Secção do documento:
A MOCIDADE PORTUGUESA
(In "Évora, anos 30 40", em preparação)
Em obediência a uma ideologia,
por demais estudada e descrita, Salazar fez nascer, em 1936, a Mocidade Portuguesa, organização abrangendo os jovens dos
dois sexos, a partir dos 7 anos de idade, com o fim de lhes potenciar o
desenvolvimento integral e harmonioso das capacidades físicas, lhes moldar a
formação do carácter, inculcar neles o gosto pela disciplina, os sentimentos de
devoção à Pátria, da obediência aos chefes e dos deveres morais, cívicos e
militares. Nesta organização do Estado Novo, os rapazes eram lusitos, dos 7 aos
10 anos, infantes, dos 10 aos 14, vanguardistas, dos 14 aos 17, e cadetes, dos
17 aos 25.
A Mocidade Portuguesa apanhou-me enquanto aluno na escola
primária de São Mamede, com formaturas e outros exercícios de ordem unida, aos
Sábados de manhã, em preparação para paradas ao estilo da tropa. Eram horas de
fastidioso “um, dois, esquerdo, direito”. Tínhamos por instrutores uns tantos
sargentos do exército, arregimentados para o efeito, a troco de um magro
suplemento no soldo. A par destes havia os mentores, incumbidos de pôr em
prática os ideais da organização, recrutados entre alguns oficiais do Exército
e os nossos professores declaradamente identificados com o regime ou que dele
visassem tirar algumas regalias.

Dados apresentados:
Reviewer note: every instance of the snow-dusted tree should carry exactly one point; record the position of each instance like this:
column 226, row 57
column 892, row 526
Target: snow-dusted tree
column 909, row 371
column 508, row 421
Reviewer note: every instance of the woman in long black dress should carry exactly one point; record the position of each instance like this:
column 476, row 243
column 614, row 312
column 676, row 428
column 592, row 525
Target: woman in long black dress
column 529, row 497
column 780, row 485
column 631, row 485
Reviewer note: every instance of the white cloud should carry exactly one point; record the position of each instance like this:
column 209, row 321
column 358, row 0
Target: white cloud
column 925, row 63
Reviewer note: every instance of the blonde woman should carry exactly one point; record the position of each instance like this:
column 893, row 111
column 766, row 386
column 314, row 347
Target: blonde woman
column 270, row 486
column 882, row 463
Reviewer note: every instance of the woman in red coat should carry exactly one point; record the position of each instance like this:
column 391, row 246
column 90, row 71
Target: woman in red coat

Enunciado da tarefa: Segundo o texto sobre a Mocidade Portuguesa, em que faixa etária os rapazes eram designados vanguardistas? Os itens não têm qualquer papel no que aqui se pede.

Resposta da tarefa: Dos 14 aos 17 anos.